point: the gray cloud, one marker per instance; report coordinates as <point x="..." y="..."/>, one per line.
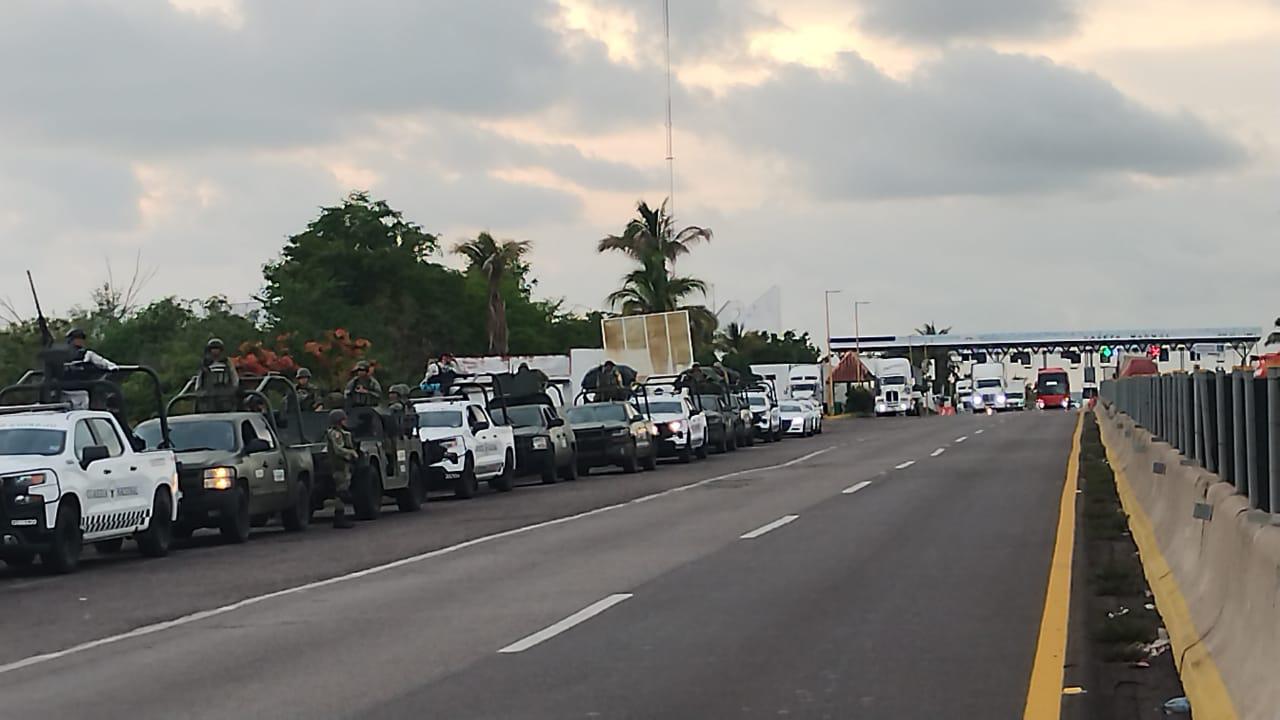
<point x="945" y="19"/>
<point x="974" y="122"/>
==
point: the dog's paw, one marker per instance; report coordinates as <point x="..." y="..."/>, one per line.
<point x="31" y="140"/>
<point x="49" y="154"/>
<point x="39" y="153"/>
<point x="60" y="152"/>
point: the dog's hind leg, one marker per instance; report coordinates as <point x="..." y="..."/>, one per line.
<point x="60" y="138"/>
...
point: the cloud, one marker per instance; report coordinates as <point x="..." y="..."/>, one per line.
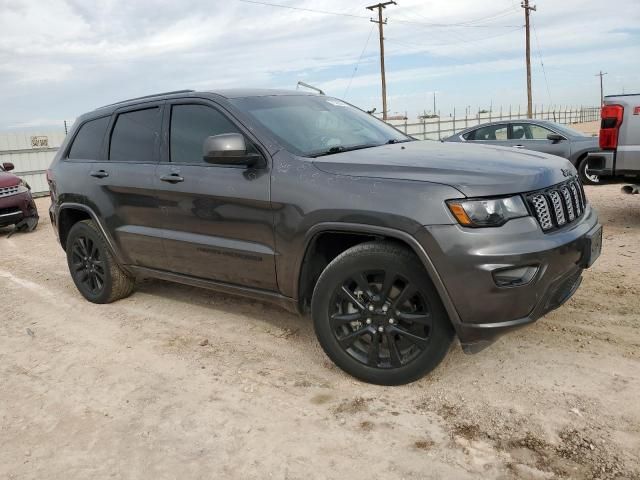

# Enunciado do exercício
Separe e copie todas as linhas dos dados que contêm a palavra "cloud", levando em conta a diferença entre maiúsculas e minúsculas.

# Solução do problema
point: the gray cloud, one marker per instance; report coordinates as <point x="..." y="..."/>, one per line.
point: the cloud, one marker per instance; report coordinates as <point x="..." y="..."/>, one per line.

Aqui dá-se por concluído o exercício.